### Requirement
What you return should match the data word for word, minus the images.

Natural-language object grounding data
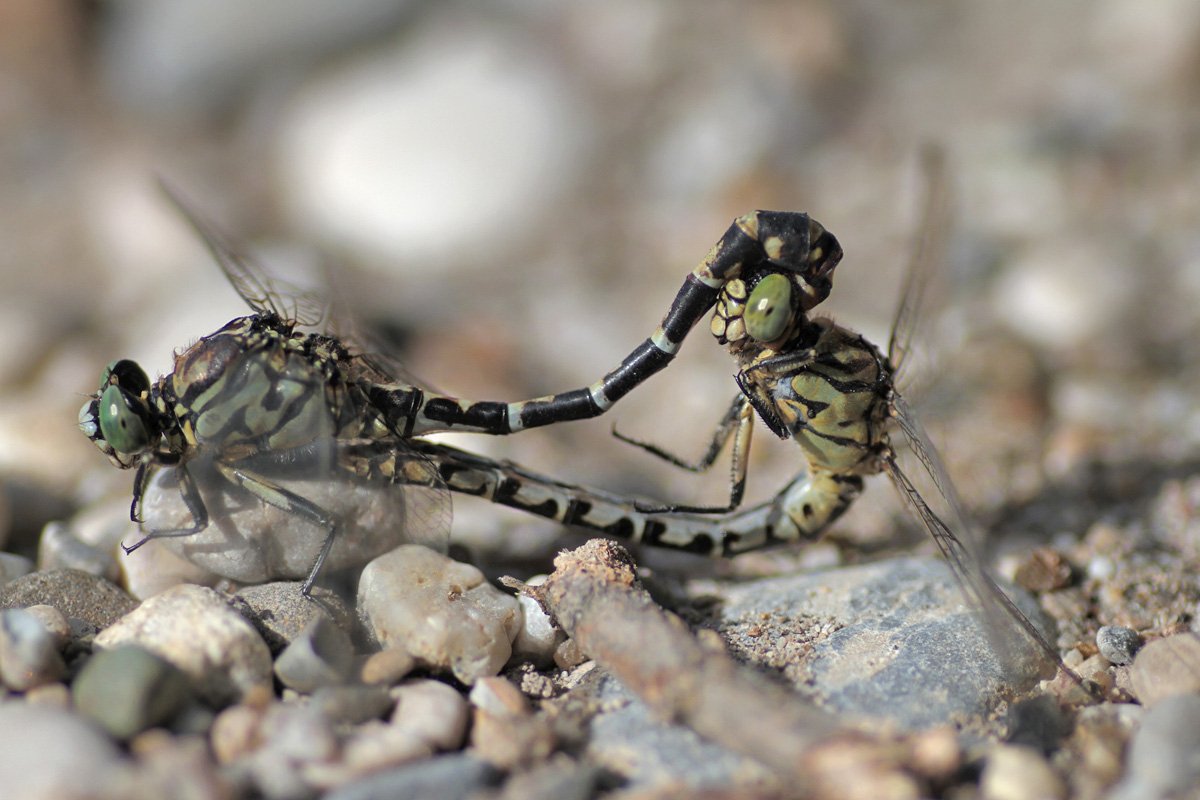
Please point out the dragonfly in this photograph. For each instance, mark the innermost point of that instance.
(267, 409)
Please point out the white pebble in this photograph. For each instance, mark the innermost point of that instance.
(442, 612)
(195, 629)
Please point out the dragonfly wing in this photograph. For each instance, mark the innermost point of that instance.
(928, 253)
(263, 293)
(1013, 635)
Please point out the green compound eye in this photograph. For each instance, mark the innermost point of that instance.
(769, 308)
(120, 423)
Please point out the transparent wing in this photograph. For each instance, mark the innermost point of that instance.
(1013, 635)
(928, 253)
(261, 292)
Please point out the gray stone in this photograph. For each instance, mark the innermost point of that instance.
(127, 690)
(442, 612)
(892, 639)
(1015, 773)
(1167, 667)
(449, 777)
(352, 704)
(251, 541)
(321, 656)
(29, 654)
(281, 613)
(73, 593)
(1117, 644)
(195, 629)
(59, 548)
(1164, 755)
(48, 752)
(435, 713)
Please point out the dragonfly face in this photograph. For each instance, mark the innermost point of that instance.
(121, 419)
(769, 299)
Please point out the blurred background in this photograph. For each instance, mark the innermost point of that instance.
(510, 193)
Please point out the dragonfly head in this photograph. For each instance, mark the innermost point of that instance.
(120, 419)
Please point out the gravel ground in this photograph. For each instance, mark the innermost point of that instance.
(511, 193)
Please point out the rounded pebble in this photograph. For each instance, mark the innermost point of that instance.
(352, 704)
(195, 629)
(281, 613)
(127, 690)
(1119, 644)
(387, 667)
(321, 656)
(59, 547)
(53, 620)
(29, 654)
(73, 593)
(1162, 757)
(498, 696)
(1017, 773)
(1165, 667)
(72, 756)
(432, 711)
(444, 613)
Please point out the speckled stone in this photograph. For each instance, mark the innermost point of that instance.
(195, 629)
(29, 654)
(127, 690)
(1117, 644)
(432, 711)
(1167, 667)
(281, 613)
(73, 593)
(321, 656)
(442, 612)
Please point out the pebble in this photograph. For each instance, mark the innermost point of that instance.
(900, 643)
(352, 704)
(72, 757)
(538, 637)
(293, 738)
(60, 548)
(53, 620)
(1165, 667)
(1017, 773)
(253, 542)
(13, 566)
(73, 593)
(448, 777)
(195, 629)
(498, 696)
(504, 729)
(1162, 757)
(486, 130)
(29, 654)
(154, 569)
(442, 612)
(1119, 644)
(321, 656)
(281, 613)
(432, 711)
(129, 690)
(372, 747)
(387, 667)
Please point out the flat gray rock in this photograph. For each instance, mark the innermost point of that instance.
(893, 641)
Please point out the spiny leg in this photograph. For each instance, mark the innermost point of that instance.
(784, 240)
(738, 421)
(187, 491)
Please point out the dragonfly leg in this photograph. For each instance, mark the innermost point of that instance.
(274, 494)
(739, 423)
(720, 435)
(192, 499)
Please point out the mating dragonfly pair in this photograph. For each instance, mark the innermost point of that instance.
(259, 398)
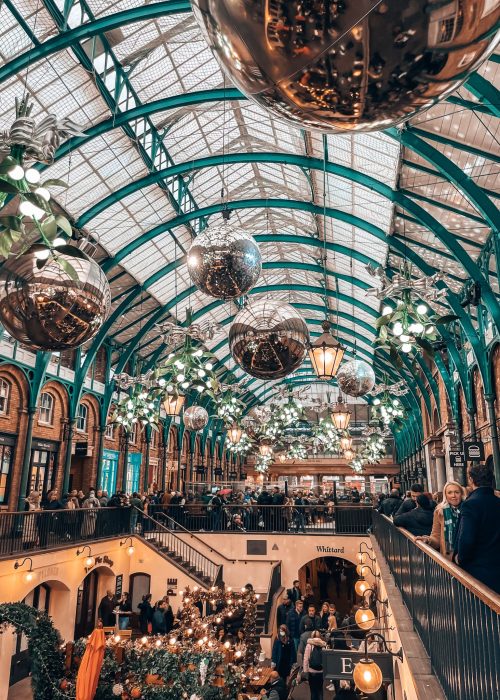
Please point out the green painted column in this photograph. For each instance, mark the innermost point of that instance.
(67, 459)
(490, 406)
(147, 440)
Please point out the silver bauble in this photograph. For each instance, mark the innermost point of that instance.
(41, 305)
(268, 339)
(195, 418)
(224, 262)
(353, 65)
(355, 378)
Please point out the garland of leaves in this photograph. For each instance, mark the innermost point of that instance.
(47, 667)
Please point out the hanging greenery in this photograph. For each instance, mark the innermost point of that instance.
(47, 665)
(326, 437)
(138, 407)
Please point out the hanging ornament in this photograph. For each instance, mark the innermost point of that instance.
(53, 300)
(268, 339)
(346, 66)
(224, 262)
(195, 418)
(356, 377)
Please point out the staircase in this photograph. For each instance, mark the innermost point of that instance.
(185, 557)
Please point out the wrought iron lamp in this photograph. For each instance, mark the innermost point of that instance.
(29, 575)
(341, 415)
(173, 404)
(130, 548)
(326, 353)
(89, 561)
(367, 674)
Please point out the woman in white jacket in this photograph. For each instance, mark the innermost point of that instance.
(313, 665)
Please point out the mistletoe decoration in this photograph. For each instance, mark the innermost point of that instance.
(35, 218)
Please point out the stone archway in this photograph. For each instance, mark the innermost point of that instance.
(47, 666)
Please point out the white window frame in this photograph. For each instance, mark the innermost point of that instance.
(4, 396)
(82, 418)
(42, 409)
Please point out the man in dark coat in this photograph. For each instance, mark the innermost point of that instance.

### Output for this task
Please point out the dragonfly in this photograph. For each instance, mark the innermost point of that instance.
(267, 409)
Please point out the white pebble in this photograph. For each instance, mark the innermost point of that instance.
(442, 612)
(195, 629)
Please point out the dragonfly wing in this photograph. For each instance, mark the innermost point of that instance.
(928, 253)
(263, 293)
(1013, 635)
Please point out the green compound eye in this photograph. For each instance, mark the innermost point of that instance.
(769, 308)
(120, 423)
Please point out the transparent wing in this photograph. For each instance, mark the innermost point of that instance.
(1013, 635)
(928, 253)
(261, 292)
Please point out the gray stone in this photograph. For each instance, mark the innermost point of that instance.
(127, 690)
(442, 612)
(892, 639)
(1015, 773)
(1167, 667)
(449, 777)
(352, 704)
(251, 541)
(321, 656)
(29, 654)
(281, 613)
(73, 593)
(1117, 644)
(195, 629)
(59, 548)
(1164, 755)
(48, 752)
(435, 713)
Please point out the dragonfly face in this photograph. For each instance, mark the innermost point of that instance.
(121, 419)
(769, 299)
Please point out the blurred background in this photograph. For each instance, mark the innermost point of that instance.
(510, 193)
Please point out the dragonfly head in this photograph. For each instance, mark the innermost point of that instance.
(120, 419)
Please point out the gravel ground in this photograph. For each instance, mark the innermost point of that instance.
(511, 193)
Please point out the rounded pebble in this photograph. For each instance, mark the innermost point of that instance.
(352, 704)
(195, 629)
(281, 613)
(127, 690)
(1119, 644)
(387, 667)
(321, 656)
(59, 547)
(53, 620)
(29, 654)
(73, 593)
(1162, 757)
(498, 696)
(1017, 773)
(1165, 667)
(72, 756)
(432, 711)
(444, 613)
Please point out the speckled stone in this photograph. For each instance, mark the innermost point of that instance.
(195, 629)
(29, 654)
(127, 690)
(1117, 644)
(432, 711)
(1167, 667)
(281, 613)
(73, 593)
(321, 656)
(442, 612)
Please point out the pebble in this photograph. For each instance, mark the innermost point of that instance.
(900, 643)
(352, 704)
(72, 757)
(538, 637)
(293, 738)
(60, 548)
(53, 620)
(1165, 667)
(1017, 773)
(253, 542)
(13, 566)
(73, 593)
(448, 777)
(195, 629)
(498, 696)
(504, 729)
(1162, 757)
(486, 130)
(29, 654)
(154, 569)
(442, 612)
(1119, 644)
(321, 656)
(281, 613)
(432, 711)
(129, 690)
(372, 747)
(387, 667)
Please point out the flat gray rock in this photograph. For each instance, mark the innermost point of that instance.
(893, 641)
Please point out the spiny leg in this photograph. For each instance, mark the innermost point of that instance.
(784, 240)
(738, 421)
(187, 491)
Please point out the dragonfly leg in this photograph. For each instance, mark the innermost point of that instance.
(274, 494)
(739, 423)
(720, 435)
(192, 499)
Please point out the mating dragonfly pair in this photograph. For each instance, mark the innermost point of that instance.
(259, 398)
Please point out the green painted column in this photograph. For each instance, mark the innermost point of that instance.
(67, 459)
(490, 406)
(147, 440)
Please point out the silver bauble in this photograph. For each instance, mark the innermost point of that instance.
(41, 305)
(268, 339)
(195, 418)
(224, 262)
(353, 65)
(355, 378)
Please point out the garland of leaves in this photograph. For each instance, mark the innermost point of that instance.
(47, 667)
Please point out the hanging greenery in this photograph. For each instance, mark the innermost point of that instance.
(47, 665)
(326, 437)
(138, 407)
Please point out the hanging ornament in this photograph. For each instance, mark the innermost point of that instance.
(53, 300)
(268, 339)
(346, 66)
(224, 262)
(195, 418)
(356, 377)
Please point out the staircase in this photograph. For each instance, mark the innermost point of that instance.
(185, 557)
Please point out the wrought iron lamp in this photograph. For each instance, mark the innermost point of that instance.
(29, 575)
(341, 415)
(173, 404)
(130, 548)
(326, 353)
(89, 561)
(367, 674)
Please point out the woman in white jacket in this photograph. For each instance, mark the innermost point of that instance.
(313, 665)
Please point out the mistletoe decoration in this photograph. For each instance, mark the innermost point of that instance.
(35, 218)
Please point out the stone archway in this photograph. For each instance, mark the innermost point of that instance.
(47, 666)
Please point out the white window frame in this photograph. For each instance, mark the innermost point of that instance.
(4, 396)
(82, 418)
(42, 409)
Please point out the man in dark coat in this photograph. For each instance, mark the innermost point of that instance.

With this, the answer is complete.